→ PROMPT
In full and exactly, please return the records, but keep out the pictures.

Extracted records

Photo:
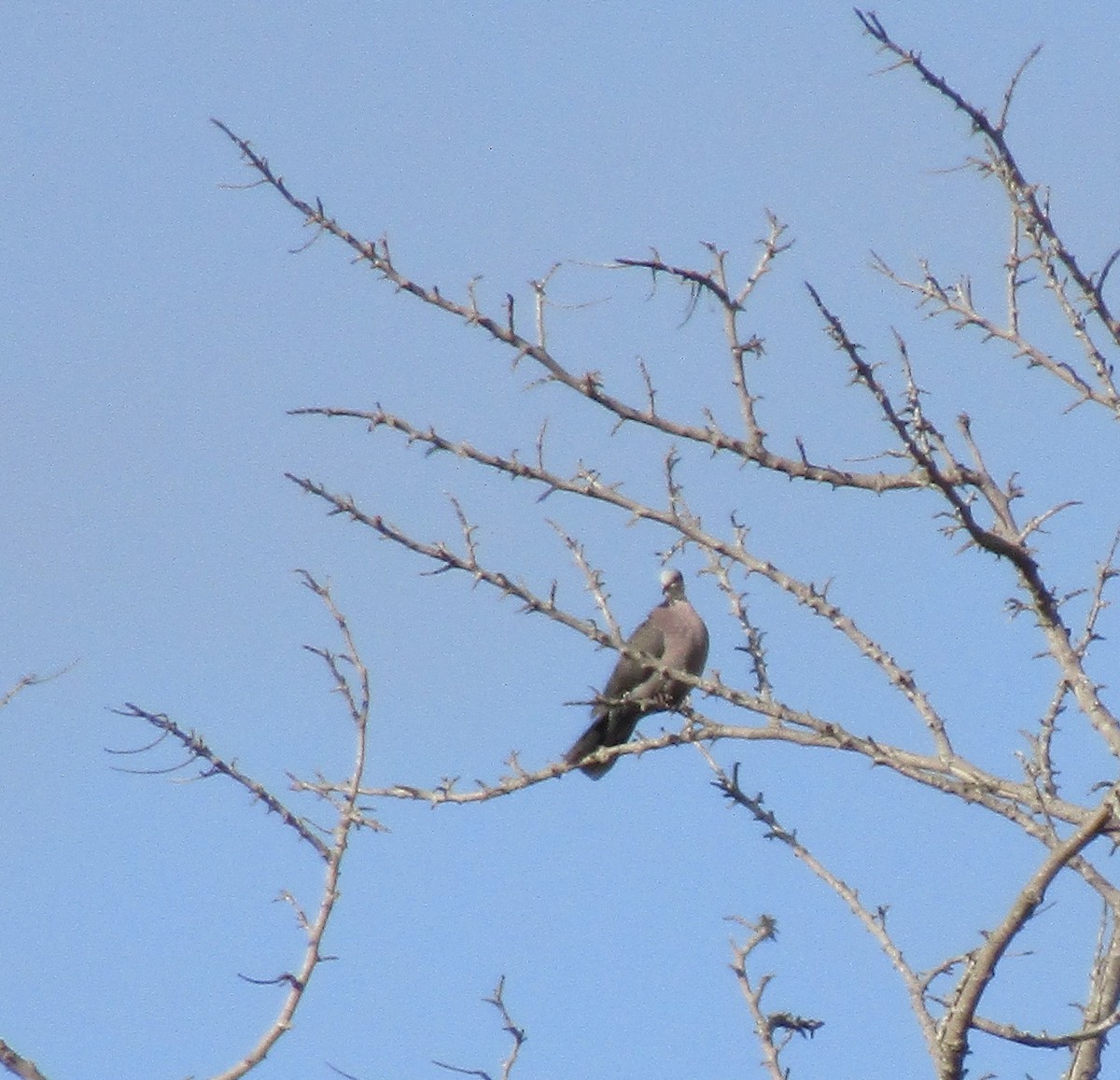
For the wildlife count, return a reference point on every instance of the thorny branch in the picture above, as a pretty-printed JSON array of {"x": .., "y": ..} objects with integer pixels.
[
  {"x": 772, "y": 1030},
  {"x": 352, "y": 682},
  {"x": 515, "y": 1031},
  {"x": 931, "y": 459}
]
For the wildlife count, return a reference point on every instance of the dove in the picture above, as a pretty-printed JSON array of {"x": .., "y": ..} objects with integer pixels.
[{"x": 672, "y": 633}]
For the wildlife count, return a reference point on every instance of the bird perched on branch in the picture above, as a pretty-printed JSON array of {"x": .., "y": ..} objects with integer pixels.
[{"x": 673, "y": 634}]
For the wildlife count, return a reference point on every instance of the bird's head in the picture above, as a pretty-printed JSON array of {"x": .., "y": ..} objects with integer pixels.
[{"x": 672, "y": 583}]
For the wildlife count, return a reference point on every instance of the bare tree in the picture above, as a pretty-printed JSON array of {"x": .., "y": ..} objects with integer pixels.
[{"x": 922, "y": 458}]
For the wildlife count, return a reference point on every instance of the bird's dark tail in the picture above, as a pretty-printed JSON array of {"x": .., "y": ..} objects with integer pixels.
[{"x": 588, "y": 743}]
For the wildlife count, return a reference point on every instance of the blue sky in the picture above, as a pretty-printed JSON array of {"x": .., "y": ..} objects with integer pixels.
[{"x": 158, "y": 329}]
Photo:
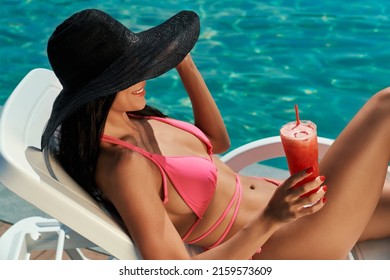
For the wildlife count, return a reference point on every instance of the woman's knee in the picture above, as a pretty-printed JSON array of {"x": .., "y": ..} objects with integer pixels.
[{"x": 382, "y": 103}]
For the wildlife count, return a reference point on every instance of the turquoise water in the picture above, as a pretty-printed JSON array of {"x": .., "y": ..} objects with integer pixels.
[{"x": 259, "y": 58}]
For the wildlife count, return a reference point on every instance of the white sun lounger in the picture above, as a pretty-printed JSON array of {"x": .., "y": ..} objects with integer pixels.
[{"x": 78, "y": 221}]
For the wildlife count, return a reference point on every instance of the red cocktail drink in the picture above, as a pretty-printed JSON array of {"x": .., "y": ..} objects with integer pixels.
[{"x": 301, "y": 147}]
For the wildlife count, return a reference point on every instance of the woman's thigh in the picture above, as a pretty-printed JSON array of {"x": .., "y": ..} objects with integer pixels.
[{"x": 355, "y": 168}]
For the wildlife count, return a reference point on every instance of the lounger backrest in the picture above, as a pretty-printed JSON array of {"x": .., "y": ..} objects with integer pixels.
[{"x": 37, "y": 177}]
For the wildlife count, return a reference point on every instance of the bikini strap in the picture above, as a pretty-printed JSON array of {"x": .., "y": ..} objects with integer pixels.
[
  {"x": 116, "y": 141},
  {"x": 236, "y": 198}
]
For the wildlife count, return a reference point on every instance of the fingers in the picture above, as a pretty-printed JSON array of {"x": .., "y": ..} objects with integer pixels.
[
  {"x": 297, "y": 177},
  {"x": 308, "y": 188},
  {"x": 313, "y": 199}
]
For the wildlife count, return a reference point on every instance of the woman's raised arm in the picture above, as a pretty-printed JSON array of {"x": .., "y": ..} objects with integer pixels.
[{"x": 206, "y": 113}]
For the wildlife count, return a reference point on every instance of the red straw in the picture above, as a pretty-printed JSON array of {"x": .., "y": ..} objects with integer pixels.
[{"x": 297, "y": 114}]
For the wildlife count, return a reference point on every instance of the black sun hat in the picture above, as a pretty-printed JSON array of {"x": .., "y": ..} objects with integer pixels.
[{"x": 94, "y": 55}]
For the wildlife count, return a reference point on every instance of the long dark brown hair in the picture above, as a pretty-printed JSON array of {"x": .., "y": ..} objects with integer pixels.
[{"x": 79, "y": 141}]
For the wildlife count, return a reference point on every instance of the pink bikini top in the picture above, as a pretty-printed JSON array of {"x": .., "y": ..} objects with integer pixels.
[{"x": 193, "y": 177}]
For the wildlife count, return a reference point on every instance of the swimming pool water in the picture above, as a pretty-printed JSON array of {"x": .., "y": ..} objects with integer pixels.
[{"x": 259, "y": 58}]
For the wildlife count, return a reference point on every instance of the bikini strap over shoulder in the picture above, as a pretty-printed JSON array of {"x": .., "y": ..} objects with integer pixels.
[{"x": 116, "y": 141}]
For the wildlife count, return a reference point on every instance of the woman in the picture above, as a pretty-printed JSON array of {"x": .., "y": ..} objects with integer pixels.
[{"x": 160, "y": 174}]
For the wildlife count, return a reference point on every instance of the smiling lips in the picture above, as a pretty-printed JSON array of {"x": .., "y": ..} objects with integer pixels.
[{"x": 140, "y": 92}]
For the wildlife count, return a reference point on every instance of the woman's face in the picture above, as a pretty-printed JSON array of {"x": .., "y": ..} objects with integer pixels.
[{"x": 130, "y": 99}]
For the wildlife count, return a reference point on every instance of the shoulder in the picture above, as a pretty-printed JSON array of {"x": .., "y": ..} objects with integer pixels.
[{"x": 118, "y": 169}]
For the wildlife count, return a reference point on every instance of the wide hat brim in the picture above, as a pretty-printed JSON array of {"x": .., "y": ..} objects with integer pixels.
[{"x": 167, "y": 44}]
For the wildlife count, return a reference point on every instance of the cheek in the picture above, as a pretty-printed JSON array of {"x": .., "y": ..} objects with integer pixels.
[{"x": 135, "y": 103}]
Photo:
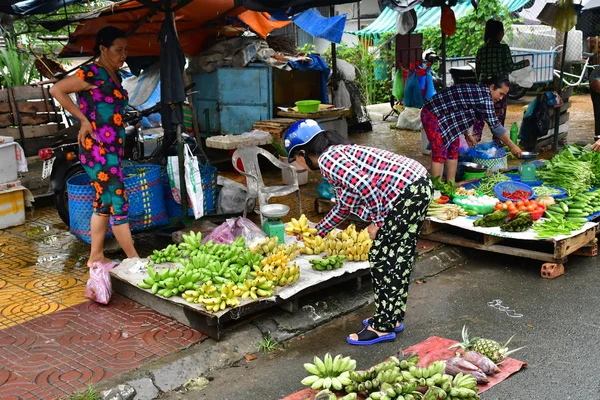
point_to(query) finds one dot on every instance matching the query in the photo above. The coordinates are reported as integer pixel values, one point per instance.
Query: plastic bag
(398, 89)
(535, 124)
(406, 22)
(99, 287)
(412, 91)
(430, 86)
(233, 228)
(325, 190)
(409, 119)
(523, 77)
(448, 21)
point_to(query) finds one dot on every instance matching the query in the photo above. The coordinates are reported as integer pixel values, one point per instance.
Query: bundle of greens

→ OUTPUT BELOW
Photo:
For the wildlife count, return a reference point on every instance of the thorny branch in the picture above, as a pretty-printed JSON array of {"x": .., "y": ..} objects with integer pixels.
[
  {"x": 772, "y": 1030},
  {"x": 352, "y": 682},
  {"x": 515, "y": 1031},
  {"x": 931, "y": 459}
]
For the wildlife count, return a reference point on every instance of the dove in the picture above, as a pretty-printed JSON array of {"x": .., "y": ..} objects with integer pixels.
[{"x": 672, "y": 633}]
For the wildlife count, return a reference point on every instance of the bird perched on branch in the picture above, as a pretty-printed JSON array of {"x": .., "y": ..} objects with integer pixels.
[{"x": 673, "y": 634}]
For the wildlife count, return a reference point on every instance of the bird's head in the picture above, as a pretty-printed JSON array of {"x": .., "y": ..} objects with integer pixels.
[{"x": 672, "y": 583}]
For the wildlife count, return a reference point on every instance of the bare tree in the picture above, as a pretty-printed JSON array of {"x": .., "y": ..} objects with integer pixels.
[{"x": 922, "y": 458}]
For the wildlife count, return a reference point on every instance of the bird's dark tail in the picture above, as a pretty-printed JSON array of {"x": .., "y": ..} objects with integer pixels.
[{"x": 588, "y": 743}]
For the wildlife count, return a reference point on every instance of the blue sky in the picture above, as a pretty-printed JSON array of {"x": .., "y": ..} objects with integer pixels.
[{"x": 158, "y": 329}]
Photo:
For the wildlife count, return a reference point on every instance of the woman's knee in the picture above, as a pretty-printed JSON array of {"x": .., "y": ..} objects with integer pixels.
[{"x": 382, "y": 103}]
For the wildlife count, return a reference point on every instance of the turquoise water in the picture above, as a pretty-printed JSON array of {"x": .., "y": ..} objects with integer pixels.
[{"x": 259, "y": 58}]
For the wildlife count, return a reference point on every instance of the white sun lounger in the picture above, as a pretty-printed JSON array of {"x": .., "y": ..} objects with integer pixels.
[{"x": 78, "y": 221}]
For the wildlife count, return a reference point on every instance of the red cocktail drink in the picture above, as a pretty-printed JSON array of {"x": .., "y": ..} objects with integer pixels.
[{"x": 301, "y": 147}]
For the wildlife count, return a reference point on every instance of the woman's thigh in the picture above, as a pretty-printed JSON array of {"x": .., "y": ..} objects with integer pixels.
[{"x": 355, "y": 168}]
For the wildlife count, return a reference point on every instance of the lounger backrest in the picture above, as a pretty-printed JSON array of {"x": .., "y": ..} objects with integer pixels.
[{"x": 37, "y": 177}]
For the wildlife count, return a reference point on every instance of the bikini strap in the picture above, as a pretty-printed JSON array of {"x": .., "y": ..} objects with integer pixels.
[
  {"x": 116, "y": 141},
  {"x": 236, "y": 198}
]
For the wildlife count, return a reference point on every instance of the fingers in the picture above, as a pretty-printed JSON array of {"x": .., "y": ..} objects with integer pixels.
[
  {"x": 297, "y": 177},
  {"x": 308, "y": 188},
  {"x": 313, "y": 199}
]
For the wildlife count, return a reference point on every instance of the woman's raised arm in the picture above, as a pretty-printed JSON array of {"x": .., "y": ..} objects with integer pixels.
[{"x": 206, "y": 113}]
For the wildlife count, return a reference point on every instance of the red straw in the picture above, as a pretty-printed JSON array of {"x": .., "y": ..} objects with integer pixels.
[{"x": 297, "y": 114}]
For the wildlife count, return a reference point on every instance of the black sun hat in the picture above, as a pretty-printed JSON array of {"x": .., "y": ..} objects with integer pixels.
[{"x": 94, "y": 55}]
For the wildlife count, return a reference point on every instance of the long dark brown hair in the picture above, as a pretty-printed JSON array of {"x": .., "y": ..} objects with integer pixels.
[{"x": 79, "y": 141}]
For the wildlife count, return a reference point on every instance of the pink bikini top in the picture above, as a pretty-printed JSON array of {"x": .., "y": ..} objects with integer pixels.
[{"x": 193, "y": 177}]
For the wildlife count, return a reference point on every instance of the swimming pool water in the picture above, as a pretty-printed JSON array of {"x": .., "y": ..} objects with integer pixels.
[{"x": 259, "y": 58}]
For the wildlife count, return a reference point on every instance of the bikini strap over shoulder in the picture above, as a pretty-printed JSON array of {"x": .., "y": ..} objects with integer pixels.
[{"x": 116, "y": 141}]
For the wildlife count, return a reference point on every instance of the woman in the picture above, as a pretty-printed JSON array of {"x": .., "y": ..} objects with integer pixels.
[{"x": 160, "y": 174}]
For the wildlife count, return a reference point on every instance of the smiling lips in the picture above, as a pretty-printed JSON array of {"x": .., "y": ..} objects with integer pixels.
[{"x": 140, "y": 92}]
For the wildlife count, return a reference point on every instance of the woman's face in the picture above, as a pretty-printed JSON array of {"x": .., "y": ..} objects with integer pixels.
[{"x": 130, "y": 99}]
For the wildlife count, return a reference point on every instance of the shoulder in the picture above, as a pretty-printed JSON array of {"x": .., "y": ..} objects with integer pixels.
[{"x": 118, "y": 169}]
For the wildlife count, return a reference point on every instance of the wide hat brim in the picture above, as a pretty-printed JSON array of {"x": .., "y": ..} objects with integer pixels.
[{"x": 167, "y": 44}]
For the wildlife count, return a reference point on every instance of the cheek in the picture above, as a pretty-printed JSON array of {"x": .., "y": ..} objects with integer pixels.
[{"x": 135, "y": 103}]
Photo:
point_to(query) finds one dot on every instance matching the query in the photo above. The coordinates are reported as integer pixel values, one point per instance.
Query: plastic bag
(398, 89)
(535, 124)
(406, 22)
(99, 287)
(412, 91)
(430, 86)
(233, 228)
(325, 190)
(409, 119)
(523, 77)
(448, 21)
point_to(query) finds one dot on every instance matching the query in the photo above. The coordinates are reported as integer pixel values, one point per instance.
Query: bundle of greens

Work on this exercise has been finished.